To do —
Copy the rows below word for word, beginning with the line that contains "Where can you find the rough" and continuing through the last row. Include both of those lines.

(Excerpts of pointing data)
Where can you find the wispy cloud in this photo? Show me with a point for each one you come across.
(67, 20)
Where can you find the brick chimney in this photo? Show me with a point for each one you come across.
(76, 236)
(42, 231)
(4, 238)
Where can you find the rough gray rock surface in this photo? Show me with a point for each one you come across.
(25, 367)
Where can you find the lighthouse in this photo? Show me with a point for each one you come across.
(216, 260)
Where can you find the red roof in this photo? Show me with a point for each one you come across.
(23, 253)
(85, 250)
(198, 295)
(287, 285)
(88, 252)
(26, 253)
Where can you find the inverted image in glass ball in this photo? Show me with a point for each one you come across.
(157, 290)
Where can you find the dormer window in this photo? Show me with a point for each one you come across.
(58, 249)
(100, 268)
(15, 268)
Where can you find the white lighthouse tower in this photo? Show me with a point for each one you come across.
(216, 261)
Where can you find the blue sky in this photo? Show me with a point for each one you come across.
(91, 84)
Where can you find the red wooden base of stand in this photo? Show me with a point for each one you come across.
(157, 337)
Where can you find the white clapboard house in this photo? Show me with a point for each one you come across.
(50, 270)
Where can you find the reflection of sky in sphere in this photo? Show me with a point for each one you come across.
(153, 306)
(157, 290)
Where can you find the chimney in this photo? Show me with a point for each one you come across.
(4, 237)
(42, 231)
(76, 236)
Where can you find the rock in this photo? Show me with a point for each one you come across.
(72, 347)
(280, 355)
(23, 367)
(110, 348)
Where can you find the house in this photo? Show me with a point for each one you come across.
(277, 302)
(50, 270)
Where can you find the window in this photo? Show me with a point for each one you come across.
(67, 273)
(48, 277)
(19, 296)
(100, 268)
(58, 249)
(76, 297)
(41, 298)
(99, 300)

Solution to this task —
Where can you find the rough gray rock surface in this photo? Show me with a point for each one you come across.
(25, 367)
Where can you find the lighthouse in this photo? Show me with a point for each one you come across.
(216, 260)
Where can you find the red roof in this photo? Show me with a point for each one you come across.
(23, 253)
(85, 250)
(198, 295)
(287, 285)
(88, 252)
(26, 253)
Where can you find the inverted image in glass ball in this photo? Show me with a point for each one you come across.
(157, 290)
Where can you find the dormer window in this photo? Show me with a point for each one you come across.
(58, 249)
(100, 268)
(15, 268)
Where can you find the white lighthouse tower in this photo? Show me with a point for each one you come across.
(216, 261)
Where can you find the blue sky in this photo? Show me with a point for each one you come across.
(91, 84)
Where can you find the red wooden base of stand in this photo? Show me with a point for each one you come across.
(157, 337)
Where can you find the white clapboard house in this photo? Show me with a point for each one you come across.
(50, 270)
Where can you find the reflection of sky in sphere in this photo? Show me with a point for each one you come across.
(153, 306)
(157, 290)
Where can you find the chimney in this photo? Show me with a point for each one you come across.
(4, 237)
(42, 231)
(76, 236)
Where can you find the rock in this photo? Show me with a point for each one you come across.
(72, 347)
(280, 355)
(23, 367)
(110, 348)
Where can you find the house in this photo? Show me with a point for each one you come across.
(277, 302)
(50, 270)
Where can you find the window in this photo? Show me with a point for each one you come across.
(67, 273)
(48, 277)
(19, 296)
(100, 268)
(58, 249)
(76, 297)
(41, 298)
(99, 300)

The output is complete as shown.